- _Stated problem_
Rewrite every line of the records below, including the requests. Multiply each point coordinate in the answers by 1.25 and round it to the nearest whole number, with halves rounded up, and omit the pictures from your response.

start

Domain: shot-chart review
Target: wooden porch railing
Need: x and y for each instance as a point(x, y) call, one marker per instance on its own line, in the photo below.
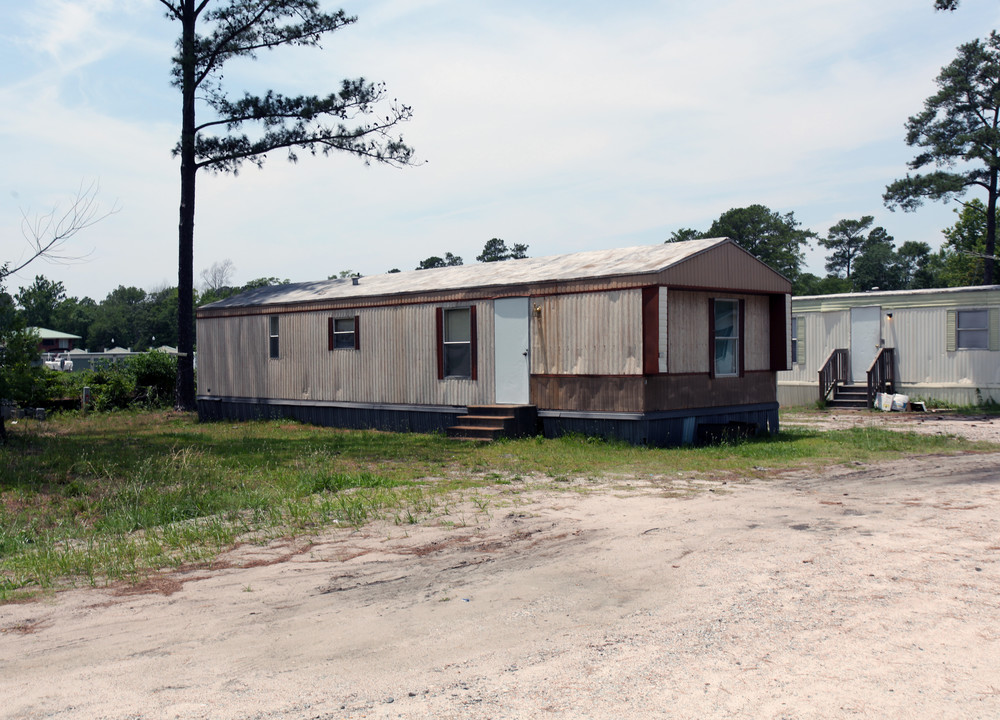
point(882, 374)
point(837, 368)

end

- _Written response_
Domain: shot-chart review
Target: wooden porch railing
Need: x and y for each instance as a point(x, y) call, one marker per instance on its own line, in the photo below.
point(1103, 468)
point(1046, 460)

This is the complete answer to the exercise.